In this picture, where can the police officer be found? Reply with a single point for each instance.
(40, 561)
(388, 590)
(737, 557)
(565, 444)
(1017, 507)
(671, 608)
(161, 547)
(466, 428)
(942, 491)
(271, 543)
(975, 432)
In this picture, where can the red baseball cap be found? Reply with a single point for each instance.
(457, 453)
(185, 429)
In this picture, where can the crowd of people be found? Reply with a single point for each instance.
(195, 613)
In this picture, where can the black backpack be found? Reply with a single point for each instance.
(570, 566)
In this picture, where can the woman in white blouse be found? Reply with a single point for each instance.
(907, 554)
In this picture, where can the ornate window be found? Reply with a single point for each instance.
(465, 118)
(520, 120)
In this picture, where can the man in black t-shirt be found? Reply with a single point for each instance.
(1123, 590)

◆ ◆ ◆ ◆ ◆ ◆ ◆

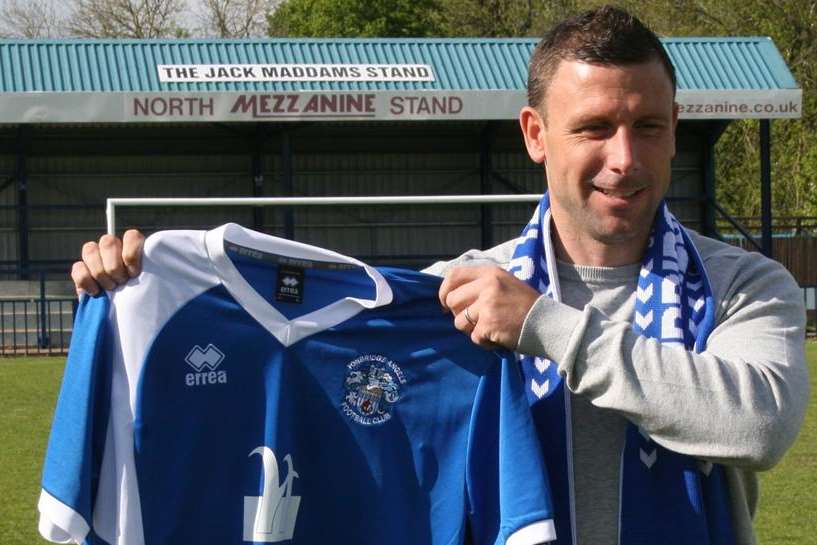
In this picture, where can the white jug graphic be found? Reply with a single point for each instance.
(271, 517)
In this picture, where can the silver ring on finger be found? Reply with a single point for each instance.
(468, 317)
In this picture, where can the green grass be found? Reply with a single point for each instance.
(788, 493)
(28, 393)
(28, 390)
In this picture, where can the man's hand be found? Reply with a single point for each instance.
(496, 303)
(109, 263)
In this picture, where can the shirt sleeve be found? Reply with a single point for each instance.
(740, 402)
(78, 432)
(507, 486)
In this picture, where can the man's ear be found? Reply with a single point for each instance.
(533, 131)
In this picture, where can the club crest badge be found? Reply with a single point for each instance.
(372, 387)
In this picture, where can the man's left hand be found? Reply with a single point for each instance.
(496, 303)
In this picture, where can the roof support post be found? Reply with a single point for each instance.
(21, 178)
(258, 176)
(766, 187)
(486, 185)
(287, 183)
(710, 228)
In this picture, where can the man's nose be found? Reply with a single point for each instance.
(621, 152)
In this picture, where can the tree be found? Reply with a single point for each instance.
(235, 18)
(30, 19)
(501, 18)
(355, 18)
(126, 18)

◆ ◆ ◆ ◆ ◆ ◆ ◆

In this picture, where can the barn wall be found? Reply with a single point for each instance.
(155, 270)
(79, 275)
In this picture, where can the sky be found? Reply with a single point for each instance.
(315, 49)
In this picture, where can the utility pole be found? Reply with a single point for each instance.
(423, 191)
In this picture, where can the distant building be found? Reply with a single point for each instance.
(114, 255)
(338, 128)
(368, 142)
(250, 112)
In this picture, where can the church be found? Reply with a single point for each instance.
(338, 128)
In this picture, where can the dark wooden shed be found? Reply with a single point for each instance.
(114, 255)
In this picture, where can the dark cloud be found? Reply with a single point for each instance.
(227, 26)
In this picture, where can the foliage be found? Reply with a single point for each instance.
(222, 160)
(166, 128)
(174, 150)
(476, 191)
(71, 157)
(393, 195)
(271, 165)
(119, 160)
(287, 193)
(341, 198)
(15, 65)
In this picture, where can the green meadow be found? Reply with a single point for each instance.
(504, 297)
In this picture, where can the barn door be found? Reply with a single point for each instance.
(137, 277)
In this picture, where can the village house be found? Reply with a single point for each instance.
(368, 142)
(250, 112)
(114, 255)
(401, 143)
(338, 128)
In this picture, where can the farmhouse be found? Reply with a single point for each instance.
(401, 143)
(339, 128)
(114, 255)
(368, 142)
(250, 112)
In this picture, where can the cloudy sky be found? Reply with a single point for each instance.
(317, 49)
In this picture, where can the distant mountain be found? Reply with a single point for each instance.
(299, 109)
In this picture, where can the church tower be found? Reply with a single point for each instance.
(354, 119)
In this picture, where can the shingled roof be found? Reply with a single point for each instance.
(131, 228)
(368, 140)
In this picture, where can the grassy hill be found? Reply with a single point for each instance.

◆ ◆ ◆ ◆ ◆ ◆ ◆

#### What this task involves
The answer is the run of lines above from the line containing "In this picture, where can the distant mountain" through the line containing "In this picture, where can the grassy", copied exactly and alone.

#### Finished exercise
In this picture, where can the distant mountain be found? Reply with a single point for each instance.
(299, 109)
In this picture, where can the church tower be found? Reply with a single point for each instance.
(354, 119)
In this picture, where can the shingled roof be found? Reply with a single point for each instance.
(131, 228)
(368, 140)
In this picture, where can the grassy hill be found? Reply with a single point for each instance.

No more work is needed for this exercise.